■ TO DO
Take the data below and filter it for lines containing the word "would"; show each line found.

■ Stored records
════════════════════
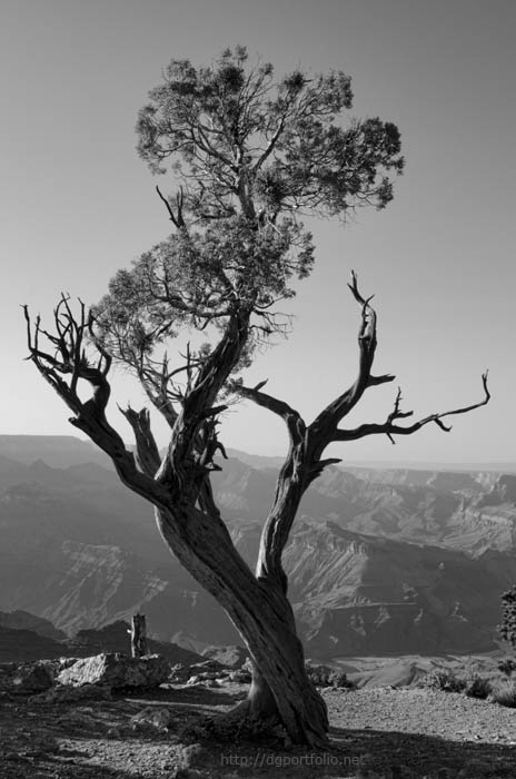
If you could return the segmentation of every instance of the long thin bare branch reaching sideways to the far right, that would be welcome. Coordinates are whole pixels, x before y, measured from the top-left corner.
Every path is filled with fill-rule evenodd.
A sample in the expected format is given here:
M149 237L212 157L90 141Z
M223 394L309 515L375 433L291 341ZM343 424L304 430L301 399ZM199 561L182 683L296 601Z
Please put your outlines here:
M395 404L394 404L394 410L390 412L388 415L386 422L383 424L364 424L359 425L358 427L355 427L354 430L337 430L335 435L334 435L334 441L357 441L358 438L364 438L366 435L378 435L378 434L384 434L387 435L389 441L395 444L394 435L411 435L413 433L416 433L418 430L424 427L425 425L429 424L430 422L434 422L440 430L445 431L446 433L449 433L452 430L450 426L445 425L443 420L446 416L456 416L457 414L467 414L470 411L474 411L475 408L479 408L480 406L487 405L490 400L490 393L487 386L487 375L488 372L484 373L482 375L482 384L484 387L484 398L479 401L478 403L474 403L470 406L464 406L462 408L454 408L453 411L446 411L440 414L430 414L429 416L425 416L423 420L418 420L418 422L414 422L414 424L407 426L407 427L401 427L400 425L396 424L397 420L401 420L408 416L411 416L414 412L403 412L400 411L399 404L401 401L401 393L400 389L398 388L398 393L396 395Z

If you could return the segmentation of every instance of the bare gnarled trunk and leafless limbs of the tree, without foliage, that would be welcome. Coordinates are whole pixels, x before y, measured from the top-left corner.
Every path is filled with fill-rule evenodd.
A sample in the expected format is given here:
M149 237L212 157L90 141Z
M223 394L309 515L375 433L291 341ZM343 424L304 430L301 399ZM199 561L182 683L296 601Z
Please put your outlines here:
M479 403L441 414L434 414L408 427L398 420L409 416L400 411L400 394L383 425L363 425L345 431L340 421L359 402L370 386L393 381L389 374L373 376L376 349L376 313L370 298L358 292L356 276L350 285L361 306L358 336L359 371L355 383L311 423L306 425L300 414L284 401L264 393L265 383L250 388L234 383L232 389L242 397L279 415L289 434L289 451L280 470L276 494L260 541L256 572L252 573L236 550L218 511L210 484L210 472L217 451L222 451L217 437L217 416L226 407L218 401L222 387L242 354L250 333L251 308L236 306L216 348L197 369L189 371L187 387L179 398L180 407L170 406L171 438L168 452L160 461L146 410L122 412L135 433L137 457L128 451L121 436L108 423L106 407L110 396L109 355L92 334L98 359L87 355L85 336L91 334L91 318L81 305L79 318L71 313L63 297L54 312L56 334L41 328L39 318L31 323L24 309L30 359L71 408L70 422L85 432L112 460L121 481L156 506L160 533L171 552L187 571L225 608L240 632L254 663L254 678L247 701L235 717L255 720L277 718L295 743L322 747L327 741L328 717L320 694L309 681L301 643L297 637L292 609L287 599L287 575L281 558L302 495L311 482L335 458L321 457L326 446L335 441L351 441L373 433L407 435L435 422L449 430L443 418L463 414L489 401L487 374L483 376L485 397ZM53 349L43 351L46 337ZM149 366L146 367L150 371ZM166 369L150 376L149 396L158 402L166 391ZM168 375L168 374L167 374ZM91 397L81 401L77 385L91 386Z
════════════════════
■ REPLY TO THE TASK
If you could return the segmentation of every instance of the long thin bare branch reaching sideways to the far right, that would be welcome. Coordinates are whole pixels, x before y, measured from the top-left corner.
If you could return the segmentation of every instance of the bare gnarled trunk and leafless limbs of the tree, without foliage, that would be welcome. Coordinates are whole pixels, x before y, measured from the top-left corner.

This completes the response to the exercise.